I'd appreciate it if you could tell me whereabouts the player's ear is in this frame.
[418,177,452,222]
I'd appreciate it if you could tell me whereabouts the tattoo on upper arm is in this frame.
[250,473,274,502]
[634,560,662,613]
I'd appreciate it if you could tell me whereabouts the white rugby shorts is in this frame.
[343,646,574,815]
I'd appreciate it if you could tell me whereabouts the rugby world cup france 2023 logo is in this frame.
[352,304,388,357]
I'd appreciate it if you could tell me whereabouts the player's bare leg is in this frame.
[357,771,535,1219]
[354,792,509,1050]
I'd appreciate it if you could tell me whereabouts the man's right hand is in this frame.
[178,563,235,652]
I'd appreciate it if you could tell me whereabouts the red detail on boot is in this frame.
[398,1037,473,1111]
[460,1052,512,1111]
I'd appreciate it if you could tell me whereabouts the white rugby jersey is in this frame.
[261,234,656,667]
--------------------------------------------------
**What you have to do:** Multiply every bounding box coordinate in the answers by 2.3 and round each result to a whole number, with halves rounding up. Then write out all the lines of the records above again, requests included, with the new coordinates in place of the old ones.

**Exercise answer:**
I'd appreciate it if you could tell me whereabouts the player's ear is in this frame.
[961,407,1040,511]
I'd appreciate it if you could tell me whereabouts the tattoo on upper arm is in this frame.
[575,1088,630,1155]
[1458,1288,1523,1410]
I'd appreciate it if you could tell me whereabouts the white rugby shorts is in this frame.
[789,1486,1320,1875]
I'd appreciate it if you could tell me whereabouts the rugby world cup france 2023 logo is in this frame.
[810,699,892,821]
I'd appreciate it if you could tell me whereabouts the player's bare leg is in this frame.
[821,1773,1231,2804]
[814,1822,1171,2415]
I'd appreciate it if you could tell me whereabouts the man's right hand is in this frame.
[409,1295,541,1500]
I'd appreciate it if you could tell me whereabouts the red detail on boot is in this frame.
[915,2385,1088,2555]
[1058,2420,1178,2555]
I'd appreciate it if you could tell me whereabouts the white rugby jersey is in this frame.
[600,538,1509,1534]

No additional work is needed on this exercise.